* **Short problem**:
Take the line containing "like [540, 416]." and all lines after it to the end of the records, and output them exactly.

[Data listing start]

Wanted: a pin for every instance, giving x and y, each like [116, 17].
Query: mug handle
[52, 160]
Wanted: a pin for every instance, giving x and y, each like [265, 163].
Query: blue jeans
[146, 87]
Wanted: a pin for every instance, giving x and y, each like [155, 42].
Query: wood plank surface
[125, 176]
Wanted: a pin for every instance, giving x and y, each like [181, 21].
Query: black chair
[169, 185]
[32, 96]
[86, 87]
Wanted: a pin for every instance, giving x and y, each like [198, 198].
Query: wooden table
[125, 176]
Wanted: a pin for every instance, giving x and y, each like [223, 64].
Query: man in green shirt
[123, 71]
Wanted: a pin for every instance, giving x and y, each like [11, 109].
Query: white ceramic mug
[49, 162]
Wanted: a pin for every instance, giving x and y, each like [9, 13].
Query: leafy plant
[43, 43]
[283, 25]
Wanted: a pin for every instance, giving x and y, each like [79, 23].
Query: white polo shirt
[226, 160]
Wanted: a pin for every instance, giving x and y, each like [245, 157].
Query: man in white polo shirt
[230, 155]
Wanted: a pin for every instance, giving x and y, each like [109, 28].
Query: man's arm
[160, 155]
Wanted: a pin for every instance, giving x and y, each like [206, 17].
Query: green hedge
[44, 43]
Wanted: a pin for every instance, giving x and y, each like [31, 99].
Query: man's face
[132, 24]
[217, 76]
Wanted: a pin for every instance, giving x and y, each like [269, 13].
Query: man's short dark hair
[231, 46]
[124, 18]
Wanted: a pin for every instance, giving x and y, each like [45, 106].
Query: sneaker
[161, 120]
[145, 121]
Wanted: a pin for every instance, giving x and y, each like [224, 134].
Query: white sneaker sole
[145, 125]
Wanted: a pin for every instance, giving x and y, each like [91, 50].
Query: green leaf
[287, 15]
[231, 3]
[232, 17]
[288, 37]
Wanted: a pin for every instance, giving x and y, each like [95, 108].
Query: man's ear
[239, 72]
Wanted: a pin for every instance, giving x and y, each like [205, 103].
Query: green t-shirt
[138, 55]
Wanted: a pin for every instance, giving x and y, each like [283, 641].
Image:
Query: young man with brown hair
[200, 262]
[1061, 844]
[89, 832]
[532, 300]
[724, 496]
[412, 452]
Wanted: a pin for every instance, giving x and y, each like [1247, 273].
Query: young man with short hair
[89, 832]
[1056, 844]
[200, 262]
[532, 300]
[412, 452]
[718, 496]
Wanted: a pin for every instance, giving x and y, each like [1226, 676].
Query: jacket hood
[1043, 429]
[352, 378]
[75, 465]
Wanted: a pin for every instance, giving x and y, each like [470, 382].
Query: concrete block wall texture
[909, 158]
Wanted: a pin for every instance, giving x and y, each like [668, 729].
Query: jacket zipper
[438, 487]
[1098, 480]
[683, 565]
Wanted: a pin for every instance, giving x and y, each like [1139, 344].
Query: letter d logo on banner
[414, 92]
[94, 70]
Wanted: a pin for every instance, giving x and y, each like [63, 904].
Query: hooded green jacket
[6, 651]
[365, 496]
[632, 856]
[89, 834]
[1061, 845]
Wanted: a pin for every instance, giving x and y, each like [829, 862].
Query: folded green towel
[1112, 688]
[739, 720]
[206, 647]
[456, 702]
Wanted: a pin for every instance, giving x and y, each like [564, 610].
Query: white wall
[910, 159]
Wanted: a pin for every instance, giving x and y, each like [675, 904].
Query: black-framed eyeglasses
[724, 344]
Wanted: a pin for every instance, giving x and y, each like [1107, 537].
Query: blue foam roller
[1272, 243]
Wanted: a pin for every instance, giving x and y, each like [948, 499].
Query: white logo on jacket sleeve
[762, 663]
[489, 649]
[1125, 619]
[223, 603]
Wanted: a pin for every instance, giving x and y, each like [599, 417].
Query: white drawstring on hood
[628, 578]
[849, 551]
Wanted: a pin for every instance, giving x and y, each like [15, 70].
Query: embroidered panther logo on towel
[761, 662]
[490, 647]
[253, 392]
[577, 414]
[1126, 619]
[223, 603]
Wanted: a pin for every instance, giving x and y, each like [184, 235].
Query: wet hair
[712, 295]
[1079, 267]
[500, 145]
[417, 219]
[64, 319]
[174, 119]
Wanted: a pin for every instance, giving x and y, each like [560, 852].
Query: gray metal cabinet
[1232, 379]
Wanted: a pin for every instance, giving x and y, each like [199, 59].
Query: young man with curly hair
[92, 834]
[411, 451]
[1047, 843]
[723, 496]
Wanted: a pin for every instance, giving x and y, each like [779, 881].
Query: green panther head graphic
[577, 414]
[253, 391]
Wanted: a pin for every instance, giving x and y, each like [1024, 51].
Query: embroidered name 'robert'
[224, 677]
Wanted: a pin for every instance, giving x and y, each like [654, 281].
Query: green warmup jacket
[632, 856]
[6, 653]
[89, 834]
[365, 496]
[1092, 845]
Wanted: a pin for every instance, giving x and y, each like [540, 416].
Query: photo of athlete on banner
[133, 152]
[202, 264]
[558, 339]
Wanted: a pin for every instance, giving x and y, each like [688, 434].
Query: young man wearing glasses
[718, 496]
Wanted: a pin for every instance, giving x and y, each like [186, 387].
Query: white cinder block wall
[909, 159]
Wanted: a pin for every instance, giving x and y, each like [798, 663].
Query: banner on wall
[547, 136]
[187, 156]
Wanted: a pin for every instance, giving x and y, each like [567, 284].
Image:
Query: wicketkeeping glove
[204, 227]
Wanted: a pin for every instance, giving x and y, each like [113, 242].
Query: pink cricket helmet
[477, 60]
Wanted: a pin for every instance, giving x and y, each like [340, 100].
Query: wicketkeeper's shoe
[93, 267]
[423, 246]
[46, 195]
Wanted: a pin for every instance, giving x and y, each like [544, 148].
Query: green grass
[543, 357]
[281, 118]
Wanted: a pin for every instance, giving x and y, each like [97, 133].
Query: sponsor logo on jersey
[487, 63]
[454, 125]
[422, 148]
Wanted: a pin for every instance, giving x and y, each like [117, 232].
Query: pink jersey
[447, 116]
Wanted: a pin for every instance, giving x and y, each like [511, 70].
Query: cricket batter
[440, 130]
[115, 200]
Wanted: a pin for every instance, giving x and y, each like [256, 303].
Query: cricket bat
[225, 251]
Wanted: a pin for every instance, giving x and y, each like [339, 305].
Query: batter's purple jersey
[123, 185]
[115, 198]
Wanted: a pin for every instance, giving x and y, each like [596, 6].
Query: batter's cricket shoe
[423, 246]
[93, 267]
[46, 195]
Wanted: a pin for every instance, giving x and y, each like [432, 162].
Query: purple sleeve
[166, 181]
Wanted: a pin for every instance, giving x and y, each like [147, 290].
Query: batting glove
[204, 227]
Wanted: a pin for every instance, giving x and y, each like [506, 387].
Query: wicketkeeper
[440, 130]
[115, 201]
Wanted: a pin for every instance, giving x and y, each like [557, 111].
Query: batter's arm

[Data listing end]

* **Solution for this problem**:
Wanted: a pin for every instance, giving x and y, each like [540, 416].
Query: photo of athlete on banner
[133, 152]
[202, 264]
[558, 339]
Wanted: a pin for every instance, giving x and y, each like [688, 434].
Query: young man wearing glasses
[718, 496]
Wanted: a pin for every instance, giving x and y, each like [186, 387].
Query: white cinder block wall
[909, 159]
Wanted: a pin for every instance, giving x and y, each like [798, 663].
Query: banner on wall
[547, 136]
[187, 156]
Wanted: a pin for every instance, giving x and y, each like [567, 284].
Image:
Query: wicketkeeping glove
[204, 227]
Wanted: a pin for every instance, giving x and y, each like [113, 242].
Query: pink cricket helmet
[477, 60]
Wanted: a pin for every instance, giving x and y, each like [340, 100].
Query: wicketkeeper's shoe
[93, 267]
[423, 246]
[46, 195]
Wanted: a pin for every instance, giving x and y, each like [544, 148].
Query: green grass
[543, 357]
[281, 118]
Wanted: a pin for every instance, giving x and y, each like [97, 133].
Query: sponsor logo on jersey
[487, 63]
[454, 125]
[422, 148]
Wanted: a pin for every instance, giving x and y, each like [117, 232].
Query: pink jersey
[447, 116]
Wanted: a pin for every instance, giving x and y, each like [511, 70].
Query: cricket batter
[440, 130]
[115, 200]
Wanted: a pin for every instance, giving x and y, each like [256, 303].
Query: cricket bat
[225, 251]
Wanted: a pin for every instance, giving x and y, each like [339, 305].
Query: batter's purple jersey
[123, 185]
[115, 198]
Wanted: a pin for every instance, giving x and y, each like [596, 6].
Query: batter's cricket shoe
[423, 246]
[93, 267]
[46, 195]
Wanted: a pin for every instance, giving x and y, each like [432, 162].
Query: purple sleeve
[166, 181]
Wanted: a pin for every instance, giving x and y, each like [147, 290].
Query: batting glove
[204, 227]
Wanted: a pin for every instance, giving x and y, each like [506, 387].
Query: wicketkeeper
[440, 130]
[115, 201]
Wanted: a pin for every instance, giving x and y, each like [557, 111].
Query: batter's arm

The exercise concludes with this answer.